TASK STATEMENT:
Would you please write out every record exactly?

TASK INPUTS:
######

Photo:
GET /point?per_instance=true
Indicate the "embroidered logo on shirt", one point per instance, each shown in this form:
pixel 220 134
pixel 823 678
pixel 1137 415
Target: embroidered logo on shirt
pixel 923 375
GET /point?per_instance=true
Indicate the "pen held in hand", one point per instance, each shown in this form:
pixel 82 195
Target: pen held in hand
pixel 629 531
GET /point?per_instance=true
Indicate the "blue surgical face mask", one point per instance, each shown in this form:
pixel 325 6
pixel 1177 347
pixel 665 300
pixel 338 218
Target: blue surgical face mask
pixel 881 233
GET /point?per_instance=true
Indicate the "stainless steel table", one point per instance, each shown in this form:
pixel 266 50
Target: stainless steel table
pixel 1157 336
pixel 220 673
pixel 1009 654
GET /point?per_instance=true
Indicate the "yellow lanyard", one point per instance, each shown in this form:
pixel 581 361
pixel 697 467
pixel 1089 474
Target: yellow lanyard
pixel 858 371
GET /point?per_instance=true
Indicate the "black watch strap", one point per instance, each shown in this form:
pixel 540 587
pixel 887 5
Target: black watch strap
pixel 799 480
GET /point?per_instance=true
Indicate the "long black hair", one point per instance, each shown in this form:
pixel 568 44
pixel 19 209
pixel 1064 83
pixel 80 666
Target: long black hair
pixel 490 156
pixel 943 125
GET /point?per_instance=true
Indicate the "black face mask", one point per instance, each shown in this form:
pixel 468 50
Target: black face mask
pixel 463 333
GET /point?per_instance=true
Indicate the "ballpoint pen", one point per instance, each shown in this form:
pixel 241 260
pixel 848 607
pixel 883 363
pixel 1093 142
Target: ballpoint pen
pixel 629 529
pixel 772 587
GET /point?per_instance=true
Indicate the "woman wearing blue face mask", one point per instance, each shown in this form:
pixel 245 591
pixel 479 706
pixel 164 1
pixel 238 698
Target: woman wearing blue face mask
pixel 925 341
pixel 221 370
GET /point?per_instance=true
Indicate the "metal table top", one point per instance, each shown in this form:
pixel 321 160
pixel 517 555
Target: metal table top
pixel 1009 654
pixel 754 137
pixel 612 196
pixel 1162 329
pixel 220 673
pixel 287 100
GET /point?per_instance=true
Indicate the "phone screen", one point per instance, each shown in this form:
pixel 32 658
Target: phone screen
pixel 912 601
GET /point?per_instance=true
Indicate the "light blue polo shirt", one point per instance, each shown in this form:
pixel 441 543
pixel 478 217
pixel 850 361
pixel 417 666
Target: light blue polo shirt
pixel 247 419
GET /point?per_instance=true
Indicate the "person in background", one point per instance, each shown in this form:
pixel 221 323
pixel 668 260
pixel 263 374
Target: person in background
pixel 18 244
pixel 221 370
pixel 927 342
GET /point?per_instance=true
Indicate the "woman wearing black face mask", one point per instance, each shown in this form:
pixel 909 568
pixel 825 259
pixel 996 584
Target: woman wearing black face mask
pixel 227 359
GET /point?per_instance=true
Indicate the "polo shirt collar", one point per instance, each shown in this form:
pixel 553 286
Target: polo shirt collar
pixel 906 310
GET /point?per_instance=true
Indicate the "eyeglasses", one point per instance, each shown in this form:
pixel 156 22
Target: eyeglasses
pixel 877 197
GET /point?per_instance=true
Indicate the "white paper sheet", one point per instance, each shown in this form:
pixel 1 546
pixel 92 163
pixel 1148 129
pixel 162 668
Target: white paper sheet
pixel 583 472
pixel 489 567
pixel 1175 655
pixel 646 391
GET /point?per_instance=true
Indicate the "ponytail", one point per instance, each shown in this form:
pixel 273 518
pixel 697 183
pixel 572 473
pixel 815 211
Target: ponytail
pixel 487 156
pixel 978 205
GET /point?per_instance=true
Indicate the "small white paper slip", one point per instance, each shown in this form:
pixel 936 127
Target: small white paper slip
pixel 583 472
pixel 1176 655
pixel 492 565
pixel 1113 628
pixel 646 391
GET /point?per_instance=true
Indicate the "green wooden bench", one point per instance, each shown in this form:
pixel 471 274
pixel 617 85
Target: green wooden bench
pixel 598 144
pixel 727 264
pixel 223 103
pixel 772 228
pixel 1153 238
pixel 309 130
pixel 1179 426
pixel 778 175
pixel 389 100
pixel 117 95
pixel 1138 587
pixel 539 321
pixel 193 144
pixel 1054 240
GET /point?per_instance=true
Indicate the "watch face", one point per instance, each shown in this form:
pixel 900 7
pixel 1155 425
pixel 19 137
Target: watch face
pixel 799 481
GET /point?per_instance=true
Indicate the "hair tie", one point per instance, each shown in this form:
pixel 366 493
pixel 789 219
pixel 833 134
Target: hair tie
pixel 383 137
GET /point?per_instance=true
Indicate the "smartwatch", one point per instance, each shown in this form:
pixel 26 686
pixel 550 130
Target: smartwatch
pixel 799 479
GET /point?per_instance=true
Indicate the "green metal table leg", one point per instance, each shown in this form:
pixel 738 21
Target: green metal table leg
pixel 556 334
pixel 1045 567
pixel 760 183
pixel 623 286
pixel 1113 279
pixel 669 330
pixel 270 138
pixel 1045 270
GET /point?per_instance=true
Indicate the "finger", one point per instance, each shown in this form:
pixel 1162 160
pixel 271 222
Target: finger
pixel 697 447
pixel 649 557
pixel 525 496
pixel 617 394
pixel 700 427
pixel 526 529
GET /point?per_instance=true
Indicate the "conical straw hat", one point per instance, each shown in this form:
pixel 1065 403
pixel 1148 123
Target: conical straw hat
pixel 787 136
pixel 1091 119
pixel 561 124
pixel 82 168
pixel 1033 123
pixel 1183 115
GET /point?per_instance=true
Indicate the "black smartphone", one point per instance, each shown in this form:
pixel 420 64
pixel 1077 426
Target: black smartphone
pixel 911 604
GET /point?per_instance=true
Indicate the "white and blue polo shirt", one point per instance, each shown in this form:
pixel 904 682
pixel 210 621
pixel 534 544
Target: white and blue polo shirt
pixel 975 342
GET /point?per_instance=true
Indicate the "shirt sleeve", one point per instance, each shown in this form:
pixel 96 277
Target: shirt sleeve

######

RESPONSE:
Photo:
GET /point?per_instance=true
Indicate the "embroidered logo on shirt", one point per instance, each shown in this form:
pixel 220 134
pixel 823 678
pixel 1137 415
Target: embroidered logo on shirt
pixel 923 375
GET /point?per_instance=true
Indicate the "pen held in hand", one point per instance, each shown in this form:
pixel 82 195
Target: pen held in hand
pixel 629 531
GET /point?per_instance=true
Indicate the "blue surgical face mask", one point per instance, each shown in this form:
pixel 325 6
pixel 1177 347
pixel 665 300
pixel 338 218
Target: blue surgical face mask
pixel 881 233
GET /point?per_instance=true
Indicate the "stainless steel table", one point per instance, each shown in this form:
pixel 266 50
Target: stainless steel table
pixel 1157 336
pixel 220 673
pixel 1009 654
GET /point?per_instance=true
Indicate the "yellow lanyard", one point per instance, each shown in this form:
pixel 581 361
pixel 697 467
pixel 1089 474
Target: yellow lanyard
pixel 858 371
GET /point?per_instance=true
Indicate the "black watch strap", one point per instance, each shown in this form:
pixel 540 587
pixel 887 5
Target: black watch strap
pixel 799 480
GET /point?per_instance=true
Indicate the "long black hair", one point per instance, each shown in this form:
pixel 568 44
pixel 19 209
pixel 1064 83
pixel 80 666
Target: long black hair
pixel 490 156
pixel 943 125
GET /point?per_instance=true
Indicate the "black face mask", one point per instance, each shown in this form:
pixel 468 50
Target: black face mask
pixel 463 333
GET /point?per_instance=true
Indicate the "ballpoint pen", one point per instance, each shown in this form:
pixel 241 260
pixel 848 607
pixel 883 363
pixel 1093 142
Target: ballpoint pen
pixel 629 529
pixel 772 587
GET /point?per_instance=true
Indicate the "woman wearing blue face mask", one point per instance, each shown in this form:
pixel 245 591
pixel 479 706
pixel 164 1
pixel 238 698
Target: woman wearing blue face mask
pixel 925 341
pixel 221 370
GET /point?per_instance=true
Indicate the "metal table top", one point per instance, each shown in this form:
pixel 321 160
pixel 517 555
Target: metal table top
pixel 1009 654
pixel 754 137
pixel 612 196
pixel 1162 329
pixel 220 673
pixel 287 100
GET /point?per_instance=true
Indicate the "phone screen", one point per instance, each shown in this form:
pixel 32 658
Target: phone screen
pixel 912 601
GET /point?per_instance=true
Indicate the "light blue polo shirt", one point per instance, each shown in this form:
pixel 441 543
pixel 478 217
pixel 850 361
pixel 417 666
Target: light blue polo shirt
pixel 247 419
GET /point?per_instance=true
Indicate the "person in background", one point per instance, each shown in this form:
pixel 221 323
pixel 668 260
pixel 263 374
Target: person in background
pixel 18 244
pixel 221 370
pixel 927 342
GET /point?per_instance=true
Indicate the "woman wearing black face mask", one point per instance, each shown in this form:
pixel 909 568
pixel 825 259
pixel 996 584
Target: woman wearing black face mask
pixel 227 359
GET /point?per_instance=true
Indicate the "polo shirt collar", one point per instance, each shown in this form:
pixel 553 286
Target: polo shirt collar
pixel 906 310
GET /point?per_instance=true
Indicate the "eyeglasses", one point per instance, each shown in this form:
pixel 156 22
Target: eyeglasses
pixel 877 197
GET /point?per_instance=true
Indicate the "white paper sheet", one point per instance, each shown in this form:
pixel 1 546
pixel 92 163
pixel 1148 129
pixel 162 668
Target: white paper sheet
pixel 583 472
pixel 489 567
pixel 1175 655
pixel 646 391
GET /point?per_instance=true
Indicate the "ponytail", one point per instance, each shown in this form:
pixel 273 518
pixel 697 183
pixel 572 473
pixel 815 211
Target: ponytail
pixel 487 156
pixel 978 205
GET /point?per_instance=true
Indicate the "small white paper slip", one point per instance, each shown in this form:
pixel 936 127
Target: small white paper slip
pixel 583 472
pixel 1176 655
pixel 492 565
pixel 1113 628
pixel 646 391
GET /point?per_instance=true
Indicate the "green wooden bench", one point per instance, each shown in this form:
pixel 471 274
pixel 617 85
Target: green wooden bench
pixel 598 144
pixel 727 264
pixel 223 103
pixel 772 228
pixel 1153 238
pixel 309 130
pixel 1179 426
pixel 778 175
pixel 389 100
pixel 117 95
pixel 1138 587
pixel 539 321
pixel 193 144
pixel 1054 240
GET /point?per_instance=true
Indicate the "watch face", one point per instance, each shown in this form:
pixel 900 7
pixel 1155 425
pixel 19 137
Target: watch face
pixel 799 481
GET /point?per_instance=true
Indicate the "hair tie", one point per instance, each shown in this form:
pixel 366 493
pixel 789 219
pixel 833 134
Target: hair tie
pixel 383 137
GET /point?per_instance=true
Indicate the "smartwatch", one point per instance, each shown in this form:
pixel 26 686
pixel 550 130
Target: smartwatch
pixel 799 479
GET /point?per_instance=true
Indicate the "green metal table leg", one point per instance, each shown in this form:
pixel 738 21
Target: green metal table leg
pixel 556 334
pixel 1045 567
pixel 760 183
pixel 623 286
pixel 1113 279
pixel 669 330
pixel 270 138
pixel 1045 270
GET /point?per_instance=true
Indicate the "finger", one point per instance, each shown in this form:
pixel 1162 160
pixel 271 222
Target: finger
pixel 697 447
pixel 649 557
pixel 525 496
pixel 617 394
pixel 700 427
pixel 526 529
GET /point?per_instance=true
Indicate the "conical straw hat", one point per instance, each shown in this form:
pixel 1065 403
pixel 1148 123
Target: conical straw hat
pixel 787 136
pixel 1091 119
pixel 561 124
pixel 82 168
pixel 1033 123
pixel 1183 115
GET /point?per_instance=true
Indicate the "black smartphone", one point per instance, each shown in this form:
pixel 420 64
pixel 1077 426
Target: black smartphone
pixel 911 604
GET /point?per_instance=true
Indicate the "white and blue polo shirt", one point per instance, each shown in this form:
pixel 904 682
pixel 210 621
pixel 534 544
Target: white and blue polo shirt
pixel 975 342
GET /point?per_instance=true
Indicate the "shirt sleeve", one point per instance, each shown in this form:
pixel 96 277
Target: shirt sleeve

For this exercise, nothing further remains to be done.